Prompt:
Would you return every entry below exactly as written, without its images?

** Dataset follows **

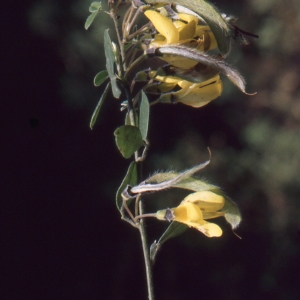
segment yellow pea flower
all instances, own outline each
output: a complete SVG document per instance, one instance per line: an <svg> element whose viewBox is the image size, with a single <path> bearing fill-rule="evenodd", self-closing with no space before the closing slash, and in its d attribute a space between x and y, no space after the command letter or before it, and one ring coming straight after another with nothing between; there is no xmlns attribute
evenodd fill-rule
<svg viewBox="0 0 300 300"><path fill-rule="evenodd" d="M208 237L219 237L222 229L206 219L223 216L220 211L224 207L224 197L211 191L201 191L189 194L175 208L159 210L156 217L159 220L176 221L195 228Z"/></svg>
<svg viewBox="0 0 300 300"><path fill-rule="evenodd" d="M188 14L178 14L180 20L172 20L157 11L147 10L145 16L152 22L159 34L156 34L150 47L164 45L185 45L186 47L208 51L217 47L216 39L208 26L197 25L198 19ZM198 62L177 55L163 55L162 59L169 64L190 69Z"/></svg>
<svg viewBox="0 0 300 300"><path fill-rule="evenodd" d="M170 85L171 82L168 83L166 78L160 78L159 76L155 77L156 80L162 82L158 86L160 91L170 91L176 85L178 85L181 89L176 92L162 94L159 98L159 101L162 103L180 102L185 105L199 108L208 104L212 100L215 100L222 94L223 84L219 75L201 83L192 83L187 80L180 80L180 78L175 76L166 77L170 77L170 81L173 80L172 85ZM178 81L176 82L176 80Z"/></svg>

** End of Dataset **

Output below:
segment yellow pea flower
all instances, own outline each
output: a complete SVG document per instance, one instance per line: an <svg> element whose viewBox is the image size, with a single <path> bearing fill-rule="evenodd", self-closing with no space before the closing slash, and in its d attribute a space between x and y, no space after the command letter or before it, and one ring coming straight after another with nothing between; there is no xmlns attribute
evenodd fill-rule
<svg viewBox="0 0 300 300"><path fill-rule="evenodd" d="M208 237L219 237L222 229L206 219L223 216L220 211L224 207L224 197L211 191L201 191L189 194L175 208L159 210L156 217L159 220L176 221L195 228Z"/></svg>
<svg viewBox="0 0 300 300"><path fill-rule="evenodd" d="M188 14L178 14L180 20L172 20L157 11L147 10L145 16L152 22L159 34L156 34L150 47L164 45L185 45L186 47L208 51L217 47L216 39L208 26L197 25L198 19ZM198 62L177 55L163 55L162 59L169 64L190 69Z"/></svg>
<svg viewBox="0 0 300 300"><path fill-rule="evenodd" d="M170 85L171 82L168 83L166 78L160 78L159 76L155 77L156 80L162 82L158 86L160 91L170 91L176 85L178 85L181 89L176 92L162 94L159 98L159 101L162 103L180 102L185 105L199 108L208 104L212 100L215 100L222 94L223 84L219 75L201 83L192 83L187 80L180 80L180 78L175 76L166 77L170 77L170 81L173 80L172 85ZM178 81L176 82L176 80Z"/></svg>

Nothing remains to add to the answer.